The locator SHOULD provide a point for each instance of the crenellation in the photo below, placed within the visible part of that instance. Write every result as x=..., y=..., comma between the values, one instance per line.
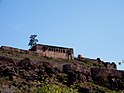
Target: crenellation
x=54, y=51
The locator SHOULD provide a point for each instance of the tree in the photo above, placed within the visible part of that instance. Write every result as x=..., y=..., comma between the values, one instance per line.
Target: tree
x=33, y=41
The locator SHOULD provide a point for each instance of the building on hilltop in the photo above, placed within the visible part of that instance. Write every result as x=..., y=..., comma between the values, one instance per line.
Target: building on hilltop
x=54, y=51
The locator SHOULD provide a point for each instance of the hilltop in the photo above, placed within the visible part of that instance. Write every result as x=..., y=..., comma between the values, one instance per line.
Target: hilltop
x=24, y=71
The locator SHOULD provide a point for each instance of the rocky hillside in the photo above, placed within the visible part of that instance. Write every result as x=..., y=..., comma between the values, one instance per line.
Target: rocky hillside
x=23, y=71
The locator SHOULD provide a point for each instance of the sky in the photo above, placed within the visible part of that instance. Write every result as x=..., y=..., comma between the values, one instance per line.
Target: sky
x=94, y=28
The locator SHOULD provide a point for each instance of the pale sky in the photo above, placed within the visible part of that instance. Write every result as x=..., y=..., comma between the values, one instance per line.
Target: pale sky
x=94, y=28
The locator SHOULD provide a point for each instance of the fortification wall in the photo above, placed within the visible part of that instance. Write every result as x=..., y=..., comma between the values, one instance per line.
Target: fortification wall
x=11, y=49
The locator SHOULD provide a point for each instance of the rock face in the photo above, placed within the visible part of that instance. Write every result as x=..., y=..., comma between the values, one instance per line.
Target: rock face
x=25, y=70
x=110, y=78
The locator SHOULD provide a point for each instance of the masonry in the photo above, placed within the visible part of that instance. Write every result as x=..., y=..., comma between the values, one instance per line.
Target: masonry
x=53, y=51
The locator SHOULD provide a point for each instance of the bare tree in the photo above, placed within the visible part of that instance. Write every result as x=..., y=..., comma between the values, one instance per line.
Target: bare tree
x=33, y=41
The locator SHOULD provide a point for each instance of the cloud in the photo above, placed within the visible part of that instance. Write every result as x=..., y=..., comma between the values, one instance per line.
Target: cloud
x=17, y=27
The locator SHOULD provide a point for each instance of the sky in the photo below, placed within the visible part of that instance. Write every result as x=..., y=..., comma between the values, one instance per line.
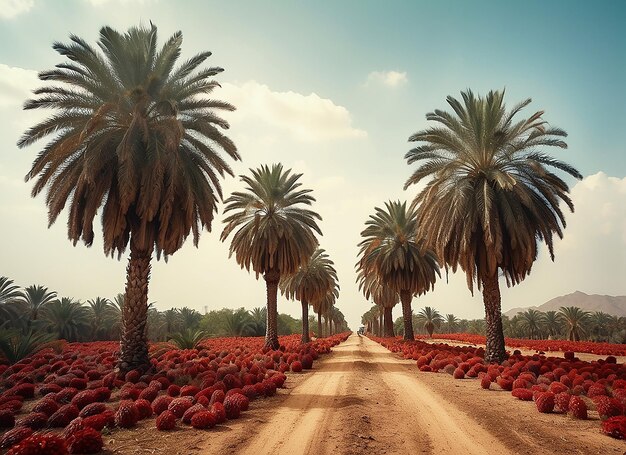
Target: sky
x=333, y=90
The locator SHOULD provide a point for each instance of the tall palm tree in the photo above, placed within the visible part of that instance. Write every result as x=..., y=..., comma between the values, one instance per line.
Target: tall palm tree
x=312, y=281
x=552, y=323
x=491, y=196
x=35, y=299
x=136, y=137
x=383, y=296
x=430, y=319
x=575, y=321
x=67, y=318
x=101, y=315
x=391, y=250
x=532, y=321
x=451, y=322
x=273, y=233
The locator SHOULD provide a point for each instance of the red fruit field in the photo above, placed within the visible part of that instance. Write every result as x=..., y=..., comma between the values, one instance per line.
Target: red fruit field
x=561, y=385
x=60, y=402
x=591, y=347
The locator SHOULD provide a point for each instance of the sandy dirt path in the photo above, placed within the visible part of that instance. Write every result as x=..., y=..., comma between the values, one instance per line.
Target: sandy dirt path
x=363, y=399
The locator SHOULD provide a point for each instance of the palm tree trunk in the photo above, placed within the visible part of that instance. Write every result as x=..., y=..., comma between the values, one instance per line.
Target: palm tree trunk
x=305, y=322
x=407, y=314
x=133, y=343
x=494, y=352
x=388, y=320
x=319, y=325
x=272, y=277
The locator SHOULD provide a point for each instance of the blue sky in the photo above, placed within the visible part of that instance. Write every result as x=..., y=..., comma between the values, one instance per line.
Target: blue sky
x=334, y=89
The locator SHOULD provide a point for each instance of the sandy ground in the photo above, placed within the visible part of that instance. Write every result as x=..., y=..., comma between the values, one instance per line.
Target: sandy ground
x=362, y=399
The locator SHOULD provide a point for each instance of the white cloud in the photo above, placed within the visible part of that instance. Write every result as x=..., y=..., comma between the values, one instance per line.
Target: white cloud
x=16, y=85
x=388, y=78
x=308, y=118
x=98, y=3
x=11, y=8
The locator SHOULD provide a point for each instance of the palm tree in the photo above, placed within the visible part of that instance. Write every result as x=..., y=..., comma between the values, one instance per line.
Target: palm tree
x=383, y=296
x=171, y=320
x=155, y=322
x=598, y=325
x=258, y=318
x=273, y=232
x=137, y=138
x=430, y=319
x=238, y=323
x=189, y=318
x=369, y=319
x=10, y=296
x=552, y=323
x=310, y=282
x=117, y=309
x=339, y=320
x=323, y=305
x=532, y=322
x=67, y=318
x=476, y=326
x=101, y=315
x=575, y=320
x=615, y=325
x=451, y=322
x=491, y=196
x=391, y=250
x=34, y=299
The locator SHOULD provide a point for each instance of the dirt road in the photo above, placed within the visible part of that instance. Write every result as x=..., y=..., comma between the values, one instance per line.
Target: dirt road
x=362, y=399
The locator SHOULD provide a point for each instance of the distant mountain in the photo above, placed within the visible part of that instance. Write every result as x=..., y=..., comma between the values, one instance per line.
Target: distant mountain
x=615, y=305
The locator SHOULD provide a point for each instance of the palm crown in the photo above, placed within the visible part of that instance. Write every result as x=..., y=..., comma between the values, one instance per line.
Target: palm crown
x=273, y=231
x=312, y=280
x=273, y=234
x=492, y=195
x=134, y=135
x=138, y=137
x=391, y=251
x=310, y=283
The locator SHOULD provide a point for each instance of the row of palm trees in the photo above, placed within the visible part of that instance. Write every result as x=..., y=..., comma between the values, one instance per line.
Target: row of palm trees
x=570, y=323
x=490, y=197
x=33, y=316
x=139, y=138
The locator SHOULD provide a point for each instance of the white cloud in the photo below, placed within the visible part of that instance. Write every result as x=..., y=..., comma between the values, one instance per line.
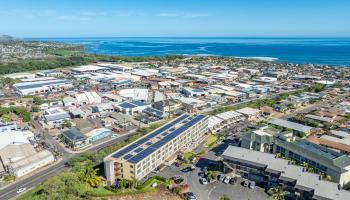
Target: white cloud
x=183, y=14
x=72, y=18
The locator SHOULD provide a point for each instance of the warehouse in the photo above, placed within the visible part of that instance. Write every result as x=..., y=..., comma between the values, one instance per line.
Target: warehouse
x=139, y=158
x=18, y=155
x=55, y=117
x=38, y=87
x=132, y=108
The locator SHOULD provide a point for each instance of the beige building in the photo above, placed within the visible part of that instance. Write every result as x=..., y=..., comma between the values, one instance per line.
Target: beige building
x=139, y=158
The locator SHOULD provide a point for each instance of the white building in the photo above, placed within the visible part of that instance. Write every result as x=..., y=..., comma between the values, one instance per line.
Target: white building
x=55, y=117
x=134, y=94
x=38, y=87
x=88, y=98
x=18, y=156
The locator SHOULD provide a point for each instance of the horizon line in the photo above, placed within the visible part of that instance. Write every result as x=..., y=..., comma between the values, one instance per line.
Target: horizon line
x=191, y=37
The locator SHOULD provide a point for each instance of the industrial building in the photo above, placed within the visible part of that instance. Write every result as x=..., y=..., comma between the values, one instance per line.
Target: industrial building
x=224, y=120
x=18, y=156
x=77, y=140
x=38, y=87
x=55, y=117
x=88, y=98
x=266, y=169
x=132, y=108
x=7, y=126
x=139, y=158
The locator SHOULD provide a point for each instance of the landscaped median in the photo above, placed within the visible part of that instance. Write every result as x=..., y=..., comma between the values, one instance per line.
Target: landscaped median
x=131, y=187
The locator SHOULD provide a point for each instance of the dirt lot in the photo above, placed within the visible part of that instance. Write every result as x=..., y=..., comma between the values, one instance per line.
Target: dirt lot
x=149, y=196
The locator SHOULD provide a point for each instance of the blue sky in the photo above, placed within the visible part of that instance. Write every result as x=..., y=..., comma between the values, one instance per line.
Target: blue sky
x=154, y=18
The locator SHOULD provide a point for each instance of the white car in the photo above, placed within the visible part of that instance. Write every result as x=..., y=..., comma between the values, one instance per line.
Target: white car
x=227, y=179
x=20, y=190
x=204, y=181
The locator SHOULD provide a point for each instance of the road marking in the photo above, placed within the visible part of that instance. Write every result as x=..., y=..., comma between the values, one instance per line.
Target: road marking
x=32, y=180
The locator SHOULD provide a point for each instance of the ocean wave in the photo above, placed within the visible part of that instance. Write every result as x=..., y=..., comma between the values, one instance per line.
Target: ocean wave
x=263, y=58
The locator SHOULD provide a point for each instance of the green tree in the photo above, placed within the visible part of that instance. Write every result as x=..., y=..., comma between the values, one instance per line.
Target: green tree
x=67, y=124
x=87, y=174
x=277, y=193
x=26, y=116
x=225, y=198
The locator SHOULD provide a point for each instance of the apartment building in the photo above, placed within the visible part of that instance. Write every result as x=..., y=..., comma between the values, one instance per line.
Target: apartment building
x=269, y=171
x=139, y=158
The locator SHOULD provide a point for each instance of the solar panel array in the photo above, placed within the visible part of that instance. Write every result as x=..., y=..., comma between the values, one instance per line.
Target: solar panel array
x=131, y=147
x=171, y=133
x=140, y=156
x=318, y=149
x=31, y=85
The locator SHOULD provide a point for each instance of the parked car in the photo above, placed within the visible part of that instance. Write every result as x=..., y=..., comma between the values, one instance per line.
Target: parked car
x=201, y=174
x=245, y=183
x=186, y=169
x=233, y=180
x=117, y=130
x=20, y=190
x=221, y=177
x=203, y=181
x=190, y=196
x=178, y=179
x=251, y=184
x=227, y=179
x=192, y=167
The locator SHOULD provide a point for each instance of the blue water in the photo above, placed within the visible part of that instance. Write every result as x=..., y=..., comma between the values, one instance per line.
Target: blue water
x=325, y=51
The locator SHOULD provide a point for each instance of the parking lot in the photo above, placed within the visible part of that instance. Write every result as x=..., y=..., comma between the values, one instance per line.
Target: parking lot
x=216, y=189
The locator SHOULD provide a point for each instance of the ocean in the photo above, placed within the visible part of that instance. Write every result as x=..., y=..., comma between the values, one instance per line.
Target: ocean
x=324, y=51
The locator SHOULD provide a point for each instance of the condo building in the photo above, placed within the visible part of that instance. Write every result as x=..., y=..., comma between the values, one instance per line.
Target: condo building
x=139, y=158
x=269, y=171
x=320, y=158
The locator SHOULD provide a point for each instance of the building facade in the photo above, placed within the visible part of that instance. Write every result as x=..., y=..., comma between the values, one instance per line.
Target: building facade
x=269, y=171
x=321, y=159
x=139, y=158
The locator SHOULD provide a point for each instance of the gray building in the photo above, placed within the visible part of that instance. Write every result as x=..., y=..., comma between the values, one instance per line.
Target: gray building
x=321, y=159
x=268, y=170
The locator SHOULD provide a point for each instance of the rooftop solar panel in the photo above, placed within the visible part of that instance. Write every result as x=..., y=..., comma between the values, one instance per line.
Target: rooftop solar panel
x=49, y=83
x=143, y=154
x=120, y=153
x=138, y=150
x=127, y=157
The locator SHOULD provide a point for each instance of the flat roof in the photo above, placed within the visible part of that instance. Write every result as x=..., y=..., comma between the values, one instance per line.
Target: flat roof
x=149, y=143
x=322, y=188
x=39, y=84
x=86, y=68
x=291, y=125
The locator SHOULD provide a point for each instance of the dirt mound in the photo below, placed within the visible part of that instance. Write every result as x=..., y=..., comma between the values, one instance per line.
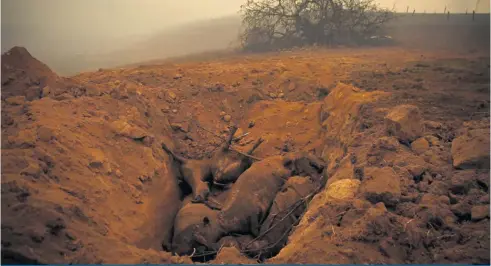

## What you need to do
Each line from the one containing "of the flat" through the end of the records above is to be retyped exactly, with the pictures omitted and nothing added.

## Response
The locator SHOULD provide a point for each instance of the flat roof in the photo above, placed within the visible part of that instance. Write every result as x=..., y=..., comma between the values, one instance per line.
Target: flat roof
x=149, y=143
x=322, y=188
x=39, y=84
x=86, y=68
x=291, y=125
The locator SHOULD provide a point for each instance of the dirt mound in the photo below, placed within the visible part of that instance. Write every result as x=..., y=..., comma between the values, one instance per line.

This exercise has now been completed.